* [GIVEN TASK] Take the entries below and print all of them exactly, please.

___ EXERCISE INPUT ___

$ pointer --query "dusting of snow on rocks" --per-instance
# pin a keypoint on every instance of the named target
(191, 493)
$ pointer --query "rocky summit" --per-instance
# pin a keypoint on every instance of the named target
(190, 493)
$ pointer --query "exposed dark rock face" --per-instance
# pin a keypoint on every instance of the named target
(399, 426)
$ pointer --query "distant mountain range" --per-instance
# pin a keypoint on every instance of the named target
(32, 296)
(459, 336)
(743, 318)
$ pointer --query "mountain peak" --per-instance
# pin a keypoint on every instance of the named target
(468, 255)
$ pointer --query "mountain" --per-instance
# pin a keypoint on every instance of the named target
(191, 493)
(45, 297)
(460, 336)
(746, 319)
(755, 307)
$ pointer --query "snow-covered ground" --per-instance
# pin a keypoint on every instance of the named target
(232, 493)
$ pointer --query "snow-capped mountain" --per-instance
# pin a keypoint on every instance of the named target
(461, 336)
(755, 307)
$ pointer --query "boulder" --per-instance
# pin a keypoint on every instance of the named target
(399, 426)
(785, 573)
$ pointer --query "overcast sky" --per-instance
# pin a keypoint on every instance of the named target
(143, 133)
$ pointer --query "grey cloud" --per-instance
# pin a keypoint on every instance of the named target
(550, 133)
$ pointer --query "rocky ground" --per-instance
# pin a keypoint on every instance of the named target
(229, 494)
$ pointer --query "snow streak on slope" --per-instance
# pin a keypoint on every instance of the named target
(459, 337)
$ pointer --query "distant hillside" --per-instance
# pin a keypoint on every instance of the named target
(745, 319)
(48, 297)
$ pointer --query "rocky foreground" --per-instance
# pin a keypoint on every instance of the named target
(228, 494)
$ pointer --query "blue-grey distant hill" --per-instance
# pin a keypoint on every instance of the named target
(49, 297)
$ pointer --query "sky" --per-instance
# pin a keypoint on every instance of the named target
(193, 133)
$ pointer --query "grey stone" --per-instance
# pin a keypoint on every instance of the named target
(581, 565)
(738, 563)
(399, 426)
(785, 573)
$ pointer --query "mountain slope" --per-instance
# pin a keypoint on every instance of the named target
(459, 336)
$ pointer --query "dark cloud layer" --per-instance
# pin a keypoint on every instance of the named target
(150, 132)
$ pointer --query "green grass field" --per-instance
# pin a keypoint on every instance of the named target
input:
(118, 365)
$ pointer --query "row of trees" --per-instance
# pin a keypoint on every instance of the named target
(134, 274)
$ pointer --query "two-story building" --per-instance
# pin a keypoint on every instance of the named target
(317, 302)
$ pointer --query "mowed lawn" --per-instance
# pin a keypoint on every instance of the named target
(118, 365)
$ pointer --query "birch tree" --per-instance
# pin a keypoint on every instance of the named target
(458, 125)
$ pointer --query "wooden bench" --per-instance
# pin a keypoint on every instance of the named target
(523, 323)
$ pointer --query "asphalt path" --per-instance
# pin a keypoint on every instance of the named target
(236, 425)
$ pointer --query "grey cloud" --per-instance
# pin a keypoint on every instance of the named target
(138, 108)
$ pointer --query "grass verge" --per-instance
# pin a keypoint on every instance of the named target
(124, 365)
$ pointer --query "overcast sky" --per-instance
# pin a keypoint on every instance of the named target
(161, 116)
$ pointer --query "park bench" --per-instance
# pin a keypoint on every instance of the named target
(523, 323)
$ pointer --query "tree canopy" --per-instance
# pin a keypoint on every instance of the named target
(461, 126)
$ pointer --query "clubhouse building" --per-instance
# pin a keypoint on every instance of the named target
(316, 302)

___

* [COMPLETED EXERCISE]
$ pointer --query "dusting of snow on rocks" --per-instance
# pin a keypoint on every instance of the named target
(191, 493)
$ pointer --query "rocky summit" --per-instance
# pin a keypoint on every instance of the named target
(190, 493)
$ pointer --query "exposed dark rock face" --per-instance
# pin a keypoint on every instance of the named target
(399, 426)
$ pointer --query "distant mountain range" --per-instance
# pin a keypoint on every instance of the named target
(32, 296)
(459, 336)
(743, 318)
$ pointer --query "mountain peak" --per-instance
# pin a keypoint on every instance of the named target
(468, 255)
$ pointer --query "mountain" --per-instance
# pin a keypoint on every instance of the named target
(191, 493)
(45, 297)
(460, 336)
(746, 319)
(755, 307)
$ pointer --query "snow-covered ground" --per-instance
# pin a keypoint on every instance of the named target
(232, 493)
$ pointer --query "snow-capped mountain" --per-instance
# pin a keypoint on every instance of the named target
(461, 336)
(755, 307)
$ pointer --query "boulder" --per-instance
# pin a keypoint on every instance of the named target
(399, 426)
(785, 573)
$ pointer --query "overcast sky" --per-instance
# pin a keypoint on every instance of the named target
(143, 133)
$ pointer --query "grey cloud" --per-instance
# pin a keypoint on every instance of the named target
(550, 133)
$ pointer --query "rocky ground" --per-instance
# pin a keypoint on every instance of the named target
(229, 494)
$ pointer --query "snow streak on slope" --per-instance
# pin a keypoint on every instance of the named target
(459, 337)
$ pointer --query "distant hillside" --per-instance
# pin a keypoint on every instance of the named target
(745, 319)
(48, 297)
$ pointer --query "rocky foreground" --per-instance
# pin a keypoint on every instance of the named target
(228, 494)
$ pointer --query "blue-grey distant hill" --per-instance
# pin a keypoint on every instance of the named target
(49, 297)
$ pointer --query "sky" --per-instance
# pin a keypoint on every instance of the named target
(193, 133)
$ pointer --query "grey stone" --per-instance
# pin a keypoint on every instance of the named target
(581, 565)
(738, 563)
(399, 426)
(785, 573)
$ pointer --query "mountain slope" --per-instance
# pin a keypoint on every instance of the named target
(459, 336)
$ pointer --query "dark cloud layer" --per-instance
# pin a keypoint on every instance of the named target
(150, 132)
$ pointer --query "green grass field" --per-instance
# pin a keypoint on every instance of the named target
input:
(118, 365)
$ pointer --query "row of trees" --per-instance
# pin a keypoint on every instance of the named target
(134, 274)
$ pointer --query "two-story building" --per-instance
# pin a keypoint on every instance of the named target
(317, 302)
$ pointer --query "mowed lawn" --per-instance
# pin a keypoint on every instance of the named target
(118, 365)
$ pointer --query "birch tree" --per-instance
# pin a keypoint on every instance of the named target
(458, 125)
$ pointer --query "wooden bench" --per-instance
# pin a keypoint on every instance of the named target
(523, 323)
$ pointer --query "asphalt path" --per-instance
# pin a keypoint on every instance of the named target
(236, 425)
$ pointer --query "grey cloud" --per-instance
# pin a keypoint on every instance of the named target
(138, 108)
$ pointer --query "grass verge" --per-instance
# pin a keypoint on every instance of the named target
(124, 365)
$ pointer --query "overcast sky" --per-instance
# pin a keypoint on every instance of the named target
(161, 116)
$ pointer --query "park bench" --per-instance
# pin a keypoint on every instance of the named target
(523, 323)
$ pointer --query "tree canopy" --per-instance
# pin a keypoint on every instance of the named target
(461, 126)
$ pointer --query "clubhouse building" --per-instance
# pin a keypoint on every instance of the named target
(316, 302)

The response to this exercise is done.